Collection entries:
• • •

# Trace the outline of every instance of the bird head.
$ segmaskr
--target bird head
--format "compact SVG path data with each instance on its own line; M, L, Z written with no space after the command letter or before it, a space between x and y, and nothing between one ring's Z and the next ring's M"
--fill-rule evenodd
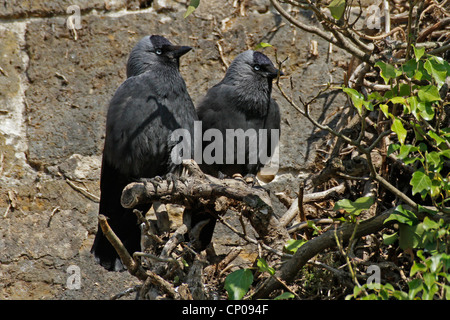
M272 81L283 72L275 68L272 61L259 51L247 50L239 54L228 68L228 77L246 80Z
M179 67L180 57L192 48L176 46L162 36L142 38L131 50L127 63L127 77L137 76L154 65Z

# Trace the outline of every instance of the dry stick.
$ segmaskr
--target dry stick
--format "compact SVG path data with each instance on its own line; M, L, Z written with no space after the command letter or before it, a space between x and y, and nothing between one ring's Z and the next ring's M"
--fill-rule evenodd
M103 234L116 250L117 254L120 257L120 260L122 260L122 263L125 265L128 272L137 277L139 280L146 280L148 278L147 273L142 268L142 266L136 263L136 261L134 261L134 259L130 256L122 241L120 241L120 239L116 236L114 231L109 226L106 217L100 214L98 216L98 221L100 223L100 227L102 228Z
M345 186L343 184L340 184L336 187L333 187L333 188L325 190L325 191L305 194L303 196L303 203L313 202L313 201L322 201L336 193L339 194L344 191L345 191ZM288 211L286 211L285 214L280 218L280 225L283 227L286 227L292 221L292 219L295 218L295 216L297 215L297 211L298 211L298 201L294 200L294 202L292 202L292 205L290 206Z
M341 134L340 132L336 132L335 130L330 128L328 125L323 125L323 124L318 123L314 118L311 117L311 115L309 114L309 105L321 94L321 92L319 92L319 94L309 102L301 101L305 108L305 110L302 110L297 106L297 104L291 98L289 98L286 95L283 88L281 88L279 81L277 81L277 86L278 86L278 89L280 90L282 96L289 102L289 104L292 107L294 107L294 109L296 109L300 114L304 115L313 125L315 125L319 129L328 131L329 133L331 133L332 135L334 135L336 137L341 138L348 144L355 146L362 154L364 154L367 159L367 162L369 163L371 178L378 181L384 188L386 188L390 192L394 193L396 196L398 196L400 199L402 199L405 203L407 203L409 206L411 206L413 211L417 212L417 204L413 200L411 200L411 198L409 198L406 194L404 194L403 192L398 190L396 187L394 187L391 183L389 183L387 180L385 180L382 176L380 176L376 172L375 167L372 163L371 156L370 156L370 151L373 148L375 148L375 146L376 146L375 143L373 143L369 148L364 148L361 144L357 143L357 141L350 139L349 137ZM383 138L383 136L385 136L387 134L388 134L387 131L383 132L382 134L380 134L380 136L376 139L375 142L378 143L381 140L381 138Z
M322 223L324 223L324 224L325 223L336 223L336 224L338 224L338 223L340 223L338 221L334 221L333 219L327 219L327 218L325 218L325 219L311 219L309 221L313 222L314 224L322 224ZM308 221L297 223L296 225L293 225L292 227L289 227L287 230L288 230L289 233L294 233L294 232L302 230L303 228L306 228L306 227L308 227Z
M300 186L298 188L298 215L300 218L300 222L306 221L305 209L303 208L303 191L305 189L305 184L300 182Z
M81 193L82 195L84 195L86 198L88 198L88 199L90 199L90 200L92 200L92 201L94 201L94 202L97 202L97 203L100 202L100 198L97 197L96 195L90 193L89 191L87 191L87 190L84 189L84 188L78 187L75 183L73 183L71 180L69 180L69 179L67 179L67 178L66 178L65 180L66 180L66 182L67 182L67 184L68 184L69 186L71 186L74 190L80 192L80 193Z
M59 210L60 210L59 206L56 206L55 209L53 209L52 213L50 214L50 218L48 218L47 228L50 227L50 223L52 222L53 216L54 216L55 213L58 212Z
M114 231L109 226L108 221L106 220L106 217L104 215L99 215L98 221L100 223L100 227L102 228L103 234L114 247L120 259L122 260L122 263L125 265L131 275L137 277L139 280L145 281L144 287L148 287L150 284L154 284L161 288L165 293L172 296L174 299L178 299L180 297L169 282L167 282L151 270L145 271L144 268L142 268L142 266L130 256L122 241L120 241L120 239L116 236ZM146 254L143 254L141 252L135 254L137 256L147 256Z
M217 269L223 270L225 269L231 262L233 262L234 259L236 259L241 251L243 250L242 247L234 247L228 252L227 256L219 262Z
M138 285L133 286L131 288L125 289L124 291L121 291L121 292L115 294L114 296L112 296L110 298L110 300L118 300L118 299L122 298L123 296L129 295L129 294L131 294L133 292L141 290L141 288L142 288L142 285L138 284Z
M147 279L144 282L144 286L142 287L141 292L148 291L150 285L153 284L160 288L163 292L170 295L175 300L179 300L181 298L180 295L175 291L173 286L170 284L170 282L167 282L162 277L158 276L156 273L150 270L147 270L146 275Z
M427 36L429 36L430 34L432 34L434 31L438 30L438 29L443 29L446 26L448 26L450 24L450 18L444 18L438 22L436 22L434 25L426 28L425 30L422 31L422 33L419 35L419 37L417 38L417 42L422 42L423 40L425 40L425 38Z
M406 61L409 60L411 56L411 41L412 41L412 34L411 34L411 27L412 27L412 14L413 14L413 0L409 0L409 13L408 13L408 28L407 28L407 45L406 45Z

• • •

From the entries above, show each line that includes the string "outline".

▶ [Completed exercise]:
# Trace the outline of every instance of the bird head.
# Trace the outline of every instance of the dry stick.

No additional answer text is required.